▶ [OCZEKIWANY WYNIK]:
Zastąp "badania psychologiczne" wyrażeniem "badania psychiatryczne" i przepisz tekst o procesie w sprawie śmierci dzieci w puckiej rodzinie zastępczej, wszystko od słów "Obrona ma wątpliwości" w dół aż do słów "i Wiesława Cz.".

Wbrew wcześniejszym zapowiedziom nie było wczoraj mów końcowych w głośnym procesie ws. śmierci dzieci w puckiej rodzinie zastępczej. Obrońca oskarżonej Anny Cz. złożył wniosek o wyjaśnienie sposobu przeprowadzenia badań psychologicznych pokrzywdzonych dzieci. Zdaniem prokuratury jest to próba podważenia obciążających zeznań, które przeciwko oskarżonym złożyli małoletni.
Proces przeciw byłym rodzicom zastępczym trwa od kwietnia ubiegłego roku. W lutym strony miały wygłosić mowy końcowe. Tymczasem złożony wniosek obrońcy Anny Cz. dotyczący opinii biegłej sądowej przesunął koniec procesu o kolejne miesiące.
Obrona ma wątpliwości co do sposobu w jaki przeprowadzono badania psychologiczne dzieci, którzy jako naoczni świadkowie śmierci Kacpra i Klaudii złożyły obciążające oskarżonych zeznania.
Zdaniem Prokuratury jest to próba podważenia dowodu zeznań kluczowego świadka, czyli biologicznej córki Anny i Wiesława Cz.

▶ [ZAPISANE DANE]:
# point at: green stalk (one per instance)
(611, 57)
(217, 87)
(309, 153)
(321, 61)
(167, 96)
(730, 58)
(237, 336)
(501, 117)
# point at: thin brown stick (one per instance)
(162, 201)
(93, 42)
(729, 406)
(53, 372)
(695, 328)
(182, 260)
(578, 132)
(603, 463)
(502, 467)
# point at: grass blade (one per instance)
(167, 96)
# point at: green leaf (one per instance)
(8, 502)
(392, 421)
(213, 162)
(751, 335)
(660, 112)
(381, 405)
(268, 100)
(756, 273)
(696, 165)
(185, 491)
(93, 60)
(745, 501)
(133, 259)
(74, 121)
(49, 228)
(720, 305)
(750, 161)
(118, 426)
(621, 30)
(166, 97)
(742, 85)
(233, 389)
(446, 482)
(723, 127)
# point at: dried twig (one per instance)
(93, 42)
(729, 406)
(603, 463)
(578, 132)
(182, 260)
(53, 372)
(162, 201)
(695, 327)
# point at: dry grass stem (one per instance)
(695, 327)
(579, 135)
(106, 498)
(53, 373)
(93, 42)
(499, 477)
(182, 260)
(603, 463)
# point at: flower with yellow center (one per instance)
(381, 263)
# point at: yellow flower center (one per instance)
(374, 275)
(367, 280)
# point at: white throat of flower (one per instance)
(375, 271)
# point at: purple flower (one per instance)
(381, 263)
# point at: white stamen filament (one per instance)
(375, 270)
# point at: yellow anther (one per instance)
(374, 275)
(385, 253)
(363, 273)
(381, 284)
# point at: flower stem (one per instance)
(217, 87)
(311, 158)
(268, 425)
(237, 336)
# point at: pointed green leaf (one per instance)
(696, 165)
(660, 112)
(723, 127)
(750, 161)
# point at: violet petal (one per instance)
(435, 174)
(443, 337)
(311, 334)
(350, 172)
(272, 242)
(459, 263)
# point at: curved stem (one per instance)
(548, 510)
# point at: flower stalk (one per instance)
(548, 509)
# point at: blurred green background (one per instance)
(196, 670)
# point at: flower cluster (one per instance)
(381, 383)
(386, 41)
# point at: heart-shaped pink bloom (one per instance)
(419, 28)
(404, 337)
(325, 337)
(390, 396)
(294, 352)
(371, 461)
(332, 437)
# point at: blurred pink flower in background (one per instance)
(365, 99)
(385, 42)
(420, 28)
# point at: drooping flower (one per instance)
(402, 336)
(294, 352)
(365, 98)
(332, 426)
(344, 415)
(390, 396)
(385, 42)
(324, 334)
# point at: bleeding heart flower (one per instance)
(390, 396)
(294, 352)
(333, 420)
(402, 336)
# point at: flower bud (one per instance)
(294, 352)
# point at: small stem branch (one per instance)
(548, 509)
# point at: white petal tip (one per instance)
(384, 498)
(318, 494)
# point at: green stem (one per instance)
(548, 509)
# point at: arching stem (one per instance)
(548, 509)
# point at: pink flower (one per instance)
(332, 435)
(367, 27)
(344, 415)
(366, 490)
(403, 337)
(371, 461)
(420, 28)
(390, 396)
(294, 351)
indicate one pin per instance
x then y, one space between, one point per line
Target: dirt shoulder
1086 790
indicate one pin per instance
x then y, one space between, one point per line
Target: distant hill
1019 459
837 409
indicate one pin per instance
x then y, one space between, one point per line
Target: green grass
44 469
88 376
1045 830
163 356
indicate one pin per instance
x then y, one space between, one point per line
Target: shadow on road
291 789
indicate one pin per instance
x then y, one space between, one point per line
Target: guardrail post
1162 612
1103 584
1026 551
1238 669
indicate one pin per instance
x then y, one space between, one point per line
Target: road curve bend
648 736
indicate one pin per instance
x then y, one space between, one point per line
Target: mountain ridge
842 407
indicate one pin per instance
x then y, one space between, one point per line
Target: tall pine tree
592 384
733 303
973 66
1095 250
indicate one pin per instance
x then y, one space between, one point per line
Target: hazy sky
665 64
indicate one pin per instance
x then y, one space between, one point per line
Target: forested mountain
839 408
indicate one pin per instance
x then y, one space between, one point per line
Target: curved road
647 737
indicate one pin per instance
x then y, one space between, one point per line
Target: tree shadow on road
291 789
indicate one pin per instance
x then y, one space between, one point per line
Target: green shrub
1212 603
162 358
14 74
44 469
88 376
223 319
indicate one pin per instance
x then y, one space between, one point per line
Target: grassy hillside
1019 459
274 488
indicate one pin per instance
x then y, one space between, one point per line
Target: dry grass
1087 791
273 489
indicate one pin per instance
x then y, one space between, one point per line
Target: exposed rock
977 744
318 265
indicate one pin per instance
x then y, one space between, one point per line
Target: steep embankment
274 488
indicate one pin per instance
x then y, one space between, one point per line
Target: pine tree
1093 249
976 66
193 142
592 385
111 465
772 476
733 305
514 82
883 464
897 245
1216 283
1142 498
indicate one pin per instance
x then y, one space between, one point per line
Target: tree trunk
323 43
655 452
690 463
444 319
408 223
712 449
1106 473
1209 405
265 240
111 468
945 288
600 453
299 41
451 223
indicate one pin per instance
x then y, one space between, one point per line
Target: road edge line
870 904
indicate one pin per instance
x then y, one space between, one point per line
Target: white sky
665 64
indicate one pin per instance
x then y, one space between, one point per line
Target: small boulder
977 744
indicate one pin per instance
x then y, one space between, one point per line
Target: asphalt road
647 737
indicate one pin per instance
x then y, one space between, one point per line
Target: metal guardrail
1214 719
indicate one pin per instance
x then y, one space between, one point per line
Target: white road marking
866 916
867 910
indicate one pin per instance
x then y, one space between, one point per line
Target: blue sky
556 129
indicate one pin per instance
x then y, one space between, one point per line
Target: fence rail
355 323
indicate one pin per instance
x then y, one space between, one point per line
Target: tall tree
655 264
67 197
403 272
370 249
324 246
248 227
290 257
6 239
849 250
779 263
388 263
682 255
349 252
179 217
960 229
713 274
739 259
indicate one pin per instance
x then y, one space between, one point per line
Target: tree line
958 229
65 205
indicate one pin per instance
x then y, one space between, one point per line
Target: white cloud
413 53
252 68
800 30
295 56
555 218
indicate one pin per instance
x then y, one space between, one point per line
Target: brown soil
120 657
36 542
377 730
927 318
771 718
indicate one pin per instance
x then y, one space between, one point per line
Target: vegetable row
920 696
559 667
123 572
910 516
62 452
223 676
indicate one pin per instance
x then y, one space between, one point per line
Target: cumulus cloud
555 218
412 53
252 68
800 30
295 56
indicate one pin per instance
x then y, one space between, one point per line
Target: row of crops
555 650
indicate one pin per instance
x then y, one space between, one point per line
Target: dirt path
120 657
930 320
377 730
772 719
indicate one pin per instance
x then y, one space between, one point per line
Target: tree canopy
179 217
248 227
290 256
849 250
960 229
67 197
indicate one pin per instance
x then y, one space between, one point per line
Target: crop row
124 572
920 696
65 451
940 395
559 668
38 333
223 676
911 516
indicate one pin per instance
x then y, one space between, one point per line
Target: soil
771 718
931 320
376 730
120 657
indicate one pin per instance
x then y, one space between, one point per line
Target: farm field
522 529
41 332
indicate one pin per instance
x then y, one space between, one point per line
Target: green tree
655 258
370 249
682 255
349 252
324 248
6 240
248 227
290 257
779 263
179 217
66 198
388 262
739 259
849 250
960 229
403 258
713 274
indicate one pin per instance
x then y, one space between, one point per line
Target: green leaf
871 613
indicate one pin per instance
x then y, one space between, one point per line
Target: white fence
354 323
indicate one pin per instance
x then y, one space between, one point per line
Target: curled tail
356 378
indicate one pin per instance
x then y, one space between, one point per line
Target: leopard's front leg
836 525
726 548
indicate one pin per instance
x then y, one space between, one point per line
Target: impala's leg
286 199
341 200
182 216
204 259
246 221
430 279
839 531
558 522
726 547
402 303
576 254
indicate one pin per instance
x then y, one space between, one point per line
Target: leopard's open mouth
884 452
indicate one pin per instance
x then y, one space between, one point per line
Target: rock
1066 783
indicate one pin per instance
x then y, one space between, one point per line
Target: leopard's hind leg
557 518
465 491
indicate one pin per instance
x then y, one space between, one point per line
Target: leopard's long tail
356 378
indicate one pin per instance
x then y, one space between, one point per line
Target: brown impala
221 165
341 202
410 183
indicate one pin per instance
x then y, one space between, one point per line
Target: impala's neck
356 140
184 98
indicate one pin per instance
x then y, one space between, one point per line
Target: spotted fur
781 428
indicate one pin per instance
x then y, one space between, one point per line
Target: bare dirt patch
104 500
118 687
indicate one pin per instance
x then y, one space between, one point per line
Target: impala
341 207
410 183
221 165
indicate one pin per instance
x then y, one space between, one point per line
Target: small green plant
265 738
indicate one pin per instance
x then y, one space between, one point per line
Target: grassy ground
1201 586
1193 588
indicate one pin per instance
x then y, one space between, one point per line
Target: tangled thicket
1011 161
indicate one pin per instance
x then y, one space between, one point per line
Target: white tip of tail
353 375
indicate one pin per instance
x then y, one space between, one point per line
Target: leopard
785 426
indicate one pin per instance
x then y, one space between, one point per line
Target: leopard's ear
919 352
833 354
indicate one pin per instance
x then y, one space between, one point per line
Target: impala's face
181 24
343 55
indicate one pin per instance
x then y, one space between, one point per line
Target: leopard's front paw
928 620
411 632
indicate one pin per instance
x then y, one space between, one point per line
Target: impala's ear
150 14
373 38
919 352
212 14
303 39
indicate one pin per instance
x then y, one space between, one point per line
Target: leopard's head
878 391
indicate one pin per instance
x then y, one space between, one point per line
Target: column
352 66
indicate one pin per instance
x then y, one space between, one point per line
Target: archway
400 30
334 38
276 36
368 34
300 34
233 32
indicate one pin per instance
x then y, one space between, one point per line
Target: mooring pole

▶ [MIEJSCE NA ODPOWIEDŹ]:
Obrona ma wątpliwości co do sposobu w jaki przeprowadzono badania psychiatryczne dzieci, którzy jako naoczni świadkowie śmierci Kacpra i Klaudii złożyły obciążające oskarżonych zeznania.
Zdaniem Prokuratury jest to próba podważenia dowodu zeznań kluczowego świadka, czyli biologicznej córki Anny i Wiesława Cz.